§ **Material for this task**:

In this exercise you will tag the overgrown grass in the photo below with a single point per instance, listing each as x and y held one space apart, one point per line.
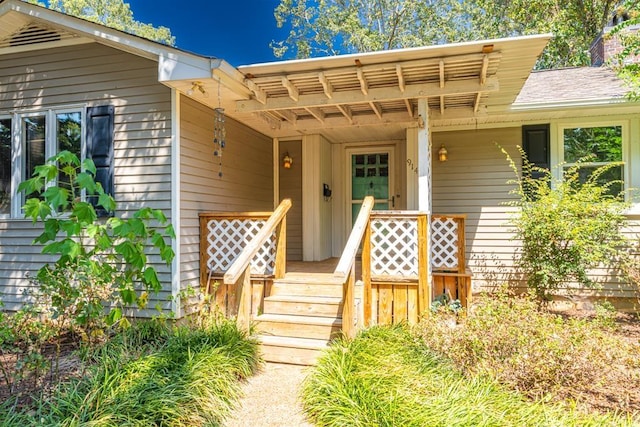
151 375
385 377
513 340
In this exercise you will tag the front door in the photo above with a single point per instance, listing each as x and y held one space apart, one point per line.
371 175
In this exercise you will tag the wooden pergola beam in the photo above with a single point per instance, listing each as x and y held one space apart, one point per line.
364 85
294 94
326 85
376 109
458 87
346 112
399 73
317 113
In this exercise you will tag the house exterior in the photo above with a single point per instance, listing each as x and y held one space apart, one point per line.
352 126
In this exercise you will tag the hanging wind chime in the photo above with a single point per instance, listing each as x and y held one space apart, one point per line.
219 133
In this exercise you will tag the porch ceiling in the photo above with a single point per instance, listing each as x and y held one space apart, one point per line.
377 93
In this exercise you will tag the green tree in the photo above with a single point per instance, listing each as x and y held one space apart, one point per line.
112 13
627 62
338 26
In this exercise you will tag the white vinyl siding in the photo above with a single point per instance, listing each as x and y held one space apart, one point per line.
90 75
246 183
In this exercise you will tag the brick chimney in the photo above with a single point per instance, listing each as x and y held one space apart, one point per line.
606 46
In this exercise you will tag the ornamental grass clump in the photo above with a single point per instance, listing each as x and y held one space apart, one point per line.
516 342
386 377
567 226
154 375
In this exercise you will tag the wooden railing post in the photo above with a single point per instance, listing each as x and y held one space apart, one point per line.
348 301
243 290
281 250
366 275
346 265
424 258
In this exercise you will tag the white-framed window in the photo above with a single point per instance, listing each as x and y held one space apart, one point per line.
601 143
28 139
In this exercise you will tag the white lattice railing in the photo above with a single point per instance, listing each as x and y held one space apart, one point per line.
225 235
447 243
226 238
394 244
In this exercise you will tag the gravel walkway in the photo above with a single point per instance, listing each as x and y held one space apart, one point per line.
271 398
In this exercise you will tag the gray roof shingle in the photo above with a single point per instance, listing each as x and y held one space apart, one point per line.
571 84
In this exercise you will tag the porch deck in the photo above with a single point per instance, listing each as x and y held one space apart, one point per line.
298 307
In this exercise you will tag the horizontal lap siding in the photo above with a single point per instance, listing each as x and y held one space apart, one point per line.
92 75
246 183
474 182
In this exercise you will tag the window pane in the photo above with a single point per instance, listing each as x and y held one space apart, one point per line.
614 173
5 166
604 144
69 138
34 134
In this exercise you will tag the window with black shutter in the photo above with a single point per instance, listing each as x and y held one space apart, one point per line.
536 145
100 149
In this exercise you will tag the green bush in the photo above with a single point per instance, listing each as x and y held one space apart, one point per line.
151 375
385 377
511 339
566 227
101 262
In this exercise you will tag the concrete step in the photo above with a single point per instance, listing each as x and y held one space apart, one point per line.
313 327
301 305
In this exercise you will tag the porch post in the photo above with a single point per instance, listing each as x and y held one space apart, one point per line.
424 157
424 201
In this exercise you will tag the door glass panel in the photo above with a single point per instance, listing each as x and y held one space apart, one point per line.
369 177
5 166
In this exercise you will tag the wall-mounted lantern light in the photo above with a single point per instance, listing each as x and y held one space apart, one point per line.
443 154
287 161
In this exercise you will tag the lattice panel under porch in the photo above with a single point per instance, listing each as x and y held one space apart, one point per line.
228 237
444 243
394 247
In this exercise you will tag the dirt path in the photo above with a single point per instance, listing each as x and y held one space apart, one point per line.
271 398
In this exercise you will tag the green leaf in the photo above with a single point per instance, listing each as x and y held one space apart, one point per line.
30 186
57 197
170 231
114 316
88 165
86 181
128 296
36 208
150 278
72 228
48 171
84 212
159 216
107 202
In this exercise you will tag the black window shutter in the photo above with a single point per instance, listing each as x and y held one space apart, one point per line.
536 145
100 149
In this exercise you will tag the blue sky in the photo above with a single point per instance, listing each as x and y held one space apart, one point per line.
238 31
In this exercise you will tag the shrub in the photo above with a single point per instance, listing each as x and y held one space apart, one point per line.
511 339
566 227
100 261
384 377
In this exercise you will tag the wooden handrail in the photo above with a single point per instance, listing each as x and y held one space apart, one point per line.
357 232
244 259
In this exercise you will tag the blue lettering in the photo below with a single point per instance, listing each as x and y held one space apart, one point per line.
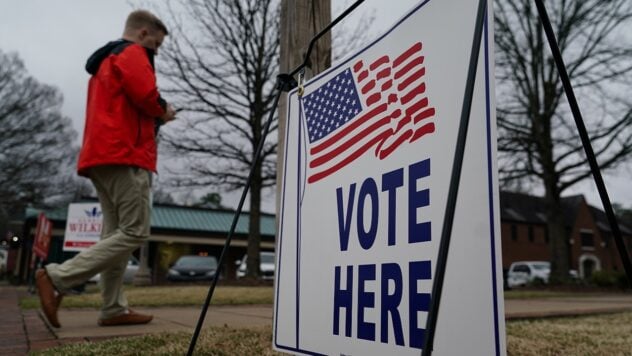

§ **The request**: Select every line in the entries above that contains the word "railing" and copy each of those lines.

§ **Solution**:
In this exercise you will tag the wooden railing post in the photo above with a single point per instance, listing each as x and y held one space apart, one point per line.
In this exercise you will tag the white lattice railing in the photo above with a single point per instance, listing each as x and y held one space apart, one point per line.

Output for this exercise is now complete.